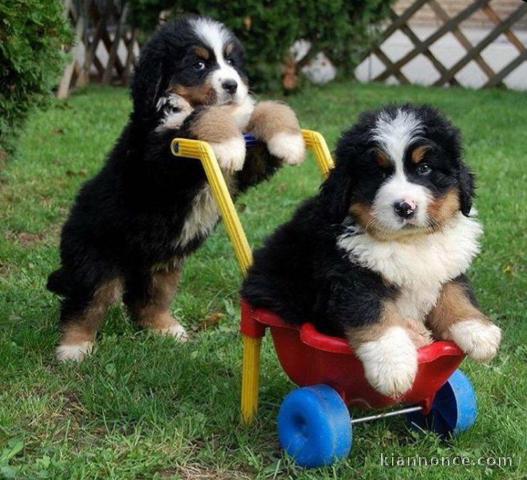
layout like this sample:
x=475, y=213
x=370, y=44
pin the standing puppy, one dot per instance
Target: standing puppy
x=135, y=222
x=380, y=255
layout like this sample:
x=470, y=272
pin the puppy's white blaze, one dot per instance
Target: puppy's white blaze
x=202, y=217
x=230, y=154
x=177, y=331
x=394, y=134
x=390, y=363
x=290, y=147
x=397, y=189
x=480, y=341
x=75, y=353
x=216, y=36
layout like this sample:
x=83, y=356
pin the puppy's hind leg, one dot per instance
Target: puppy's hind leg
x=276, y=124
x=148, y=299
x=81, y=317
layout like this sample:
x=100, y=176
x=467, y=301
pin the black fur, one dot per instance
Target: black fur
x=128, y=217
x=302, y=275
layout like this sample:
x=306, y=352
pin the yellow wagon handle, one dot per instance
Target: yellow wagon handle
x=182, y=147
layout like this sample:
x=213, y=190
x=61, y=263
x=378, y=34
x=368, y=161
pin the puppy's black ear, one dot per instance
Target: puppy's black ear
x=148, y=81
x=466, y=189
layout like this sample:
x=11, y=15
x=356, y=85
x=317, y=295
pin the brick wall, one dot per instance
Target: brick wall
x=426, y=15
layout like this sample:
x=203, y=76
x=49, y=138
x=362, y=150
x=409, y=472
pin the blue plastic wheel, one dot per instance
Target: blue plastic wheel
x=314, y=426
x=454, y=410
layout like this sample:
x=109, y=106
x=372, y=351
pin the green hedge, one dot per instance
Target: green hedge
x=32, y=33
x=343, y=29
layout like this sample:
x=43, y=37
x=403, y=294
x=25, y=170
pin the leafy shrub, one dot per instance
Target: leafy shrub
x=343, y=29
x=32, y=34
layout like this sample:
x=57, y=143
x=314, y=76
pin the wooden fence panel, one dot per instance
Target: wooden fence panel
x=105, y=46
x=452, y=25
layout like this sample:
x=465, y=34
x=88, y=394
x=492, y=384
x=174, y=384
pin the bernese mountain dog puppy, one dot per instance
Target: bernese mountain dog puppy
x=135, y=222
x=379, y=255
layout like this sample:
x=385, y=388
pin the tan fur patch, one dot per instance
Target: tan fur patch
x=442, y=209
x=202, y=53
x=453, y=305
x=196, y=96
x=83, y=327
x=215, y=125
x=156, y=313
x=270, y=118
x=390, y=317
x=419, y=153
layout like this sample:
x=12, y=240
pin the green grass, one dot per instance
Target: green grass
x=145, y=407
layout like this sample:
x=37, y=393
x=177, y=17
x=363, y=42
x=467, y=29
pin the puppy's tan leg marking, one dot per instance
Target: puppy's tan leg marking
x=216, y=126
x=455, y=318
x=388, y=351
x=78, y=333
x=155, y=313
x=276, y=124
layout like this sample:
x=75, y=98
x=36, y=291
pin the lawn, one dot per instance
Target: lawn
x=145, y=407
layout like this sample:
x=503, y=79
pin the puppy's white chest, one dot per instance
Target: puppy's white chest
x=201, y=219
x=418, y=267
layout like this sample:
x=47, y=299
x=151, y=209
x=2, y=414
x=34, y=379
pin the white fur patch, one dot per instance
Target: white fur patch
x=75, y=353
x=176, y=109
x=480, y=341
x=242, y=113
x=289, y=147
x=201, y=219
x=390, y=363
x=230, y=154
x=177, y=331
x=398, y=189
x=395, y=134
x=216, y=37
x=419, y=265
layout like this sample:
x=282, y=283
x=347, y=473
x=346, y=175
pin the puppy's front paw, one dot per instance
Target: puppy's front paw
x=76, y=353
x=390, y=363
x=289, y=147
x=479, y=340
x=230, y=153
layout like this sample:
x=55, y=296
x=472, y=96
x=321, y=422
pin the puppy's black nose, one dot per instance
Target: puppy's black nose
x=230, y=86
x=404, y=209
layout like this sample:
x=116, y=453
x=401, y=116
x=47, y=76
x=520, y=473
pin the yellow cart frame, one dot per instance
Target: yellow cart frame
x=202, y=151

□ □ □ □ □

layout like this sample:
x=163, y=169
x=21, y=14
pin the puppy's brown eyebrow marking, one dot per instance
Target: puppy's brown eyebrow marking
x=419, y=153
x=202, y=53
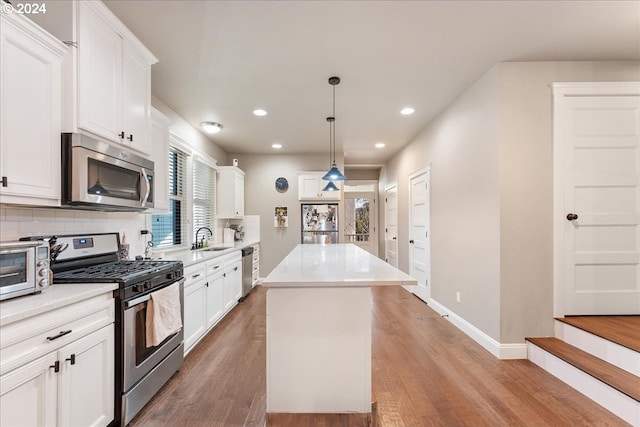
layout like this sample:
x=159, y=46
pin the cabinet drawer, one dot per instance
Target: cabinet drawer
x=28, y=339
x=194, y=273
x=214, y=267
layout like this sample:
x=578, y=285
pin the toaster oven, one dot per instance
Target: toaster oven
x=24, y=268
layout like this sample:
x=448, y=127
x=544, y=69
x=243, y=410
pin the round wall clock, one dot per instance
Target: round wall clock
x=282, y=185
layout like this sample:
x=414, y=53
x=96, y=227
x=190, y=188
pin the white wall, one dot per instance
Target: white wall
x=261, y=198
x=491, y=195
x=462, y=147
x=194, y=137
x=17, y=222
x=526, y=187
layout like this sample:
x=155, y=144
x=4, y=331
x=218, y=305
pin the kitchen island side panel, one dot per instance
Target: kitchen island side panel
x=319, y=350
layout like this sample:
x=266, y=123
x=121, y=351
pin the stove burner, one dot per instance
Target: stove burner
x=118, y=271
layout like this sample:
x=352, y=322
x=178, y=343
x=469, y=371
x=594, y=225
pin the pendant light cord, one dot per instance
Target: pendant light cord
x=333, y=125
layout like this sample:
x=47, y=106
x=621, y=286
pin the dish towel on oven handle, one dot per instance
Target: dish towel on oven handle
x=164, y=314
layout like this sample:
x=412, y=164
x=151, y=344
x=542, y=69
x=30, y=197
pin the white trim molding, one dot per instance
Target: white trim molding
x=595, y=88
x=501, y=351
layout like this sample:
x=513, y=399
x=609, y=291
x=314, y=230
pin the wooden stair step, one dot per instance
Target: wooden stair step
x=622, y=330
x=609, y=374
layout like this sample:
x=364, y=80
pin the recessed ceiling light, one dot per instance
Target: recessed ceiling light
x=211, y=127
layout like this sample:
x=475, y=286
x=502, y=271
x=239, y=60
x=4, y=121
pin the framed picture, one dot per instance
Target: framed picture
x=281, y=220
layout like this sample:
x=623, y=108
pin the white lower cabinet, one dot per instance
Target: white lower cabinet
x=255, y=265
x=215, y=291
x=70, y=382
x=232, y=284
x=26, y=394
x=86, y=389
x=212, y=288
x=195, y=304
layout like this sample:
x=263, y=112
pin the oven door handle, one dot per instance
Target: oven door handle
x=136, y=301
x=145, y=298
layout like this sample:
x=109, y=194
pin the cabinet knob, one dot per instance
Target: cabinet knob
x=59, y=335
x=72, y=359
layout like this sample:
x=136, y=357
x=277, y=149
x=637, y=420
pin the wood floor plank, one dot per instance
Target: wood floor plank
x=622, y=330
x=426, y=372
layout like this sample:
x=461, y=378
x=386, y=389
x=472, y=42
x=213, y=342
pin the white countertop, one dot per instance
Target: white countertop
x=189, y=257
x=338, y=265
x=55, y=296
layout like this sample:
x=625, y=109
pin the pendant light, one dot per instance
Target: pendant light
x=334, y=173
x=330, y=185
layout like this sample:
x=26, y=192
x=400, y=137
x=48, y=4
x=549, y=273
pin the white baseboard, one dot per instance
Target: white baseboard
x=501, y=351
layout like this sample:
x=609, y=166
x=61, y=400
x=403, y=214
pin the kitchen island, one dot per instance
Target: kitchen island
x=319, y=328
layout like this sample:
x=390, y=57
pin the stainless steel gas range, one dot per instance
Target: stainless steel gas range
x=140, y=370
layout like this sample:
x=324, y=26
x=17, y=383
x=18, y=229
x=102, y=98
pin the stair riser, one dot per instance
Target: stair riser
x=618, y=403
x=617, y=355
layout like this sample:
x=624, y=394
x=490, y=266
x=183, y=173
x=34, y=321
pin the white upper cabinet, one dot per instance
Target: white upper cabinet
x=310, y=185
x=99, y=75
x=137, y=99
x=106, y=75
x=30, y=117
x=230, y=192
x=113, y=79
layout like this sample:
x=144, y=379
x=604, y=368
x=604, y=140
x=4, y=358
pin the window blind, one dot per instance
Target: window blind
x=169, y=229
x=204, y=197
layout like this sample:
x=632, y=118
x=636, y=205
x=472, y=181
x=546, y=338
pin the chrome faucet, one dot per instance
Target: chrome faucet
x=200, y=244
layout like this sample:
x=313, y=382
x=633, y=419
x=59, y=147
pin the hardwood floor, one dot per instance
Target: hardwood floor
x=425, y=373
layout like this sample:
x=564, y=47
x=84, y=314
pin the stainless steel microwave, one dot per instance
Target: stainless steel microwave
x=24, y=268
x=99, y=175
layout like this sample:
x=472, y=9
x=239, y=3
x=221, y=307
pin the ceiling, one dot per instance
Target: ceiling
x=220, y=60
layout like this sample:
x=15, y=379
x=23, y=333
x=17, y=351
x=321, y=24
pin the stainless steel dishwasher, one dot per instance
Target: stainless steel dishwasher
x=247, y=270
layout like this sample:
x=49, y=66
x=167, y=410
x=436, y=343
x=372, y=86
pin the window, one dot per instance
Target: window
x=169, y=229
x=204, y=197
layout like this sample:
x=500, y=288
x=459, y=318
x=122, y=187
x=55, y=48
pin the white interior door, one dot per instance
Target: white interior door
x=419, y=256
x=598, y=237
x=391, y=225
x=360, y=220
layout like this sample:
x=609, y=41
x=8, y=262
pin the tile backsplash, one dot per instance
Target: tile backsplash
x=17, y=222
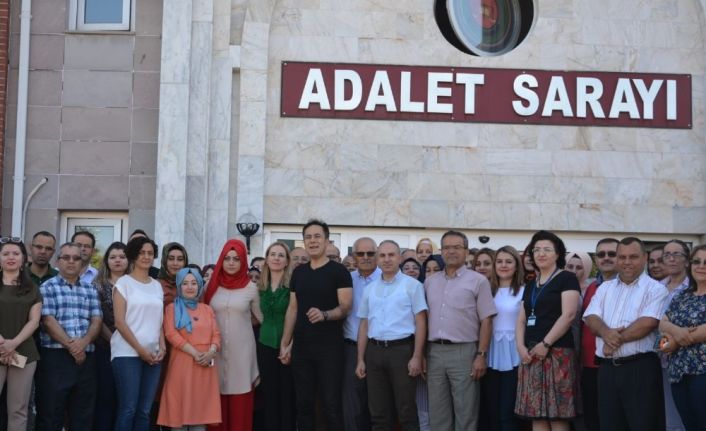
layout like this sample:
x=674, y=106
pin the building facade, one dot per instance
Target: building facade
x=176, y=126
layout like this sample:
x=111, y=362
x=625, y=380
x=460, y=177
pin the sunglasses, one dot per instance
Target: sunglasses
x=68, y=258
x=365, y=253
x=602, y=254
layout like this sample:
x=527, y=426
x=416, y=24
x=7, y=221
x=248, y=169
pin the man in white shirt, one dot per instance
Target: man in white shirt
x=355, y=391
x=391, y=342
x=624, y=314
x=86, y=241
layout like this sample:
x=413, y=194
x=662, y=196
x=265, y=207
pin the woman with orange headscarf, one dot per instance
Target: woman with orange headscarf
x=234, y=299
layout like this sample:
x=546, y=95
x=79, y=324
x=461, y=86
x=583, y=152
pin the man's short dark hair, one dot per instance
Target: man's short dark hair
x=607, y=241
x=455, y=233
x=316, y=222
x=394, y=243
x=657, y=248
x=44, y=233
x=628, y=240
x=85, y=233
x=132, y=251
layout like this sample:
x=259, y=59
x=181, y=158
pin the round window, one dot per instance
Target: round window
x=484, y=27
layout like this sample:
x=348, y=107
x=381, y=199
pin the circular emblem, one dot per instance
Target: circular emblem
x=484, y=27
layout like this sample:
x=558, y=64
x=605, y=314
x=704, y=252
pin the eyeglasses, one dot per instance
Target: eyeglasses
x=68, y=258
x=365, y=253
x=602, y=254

□ □ □ □ □

- Problem to solve
Report how many lines of the items above contain the string "facade", matching case exactly. Give only the number.

- Solution to the problem
2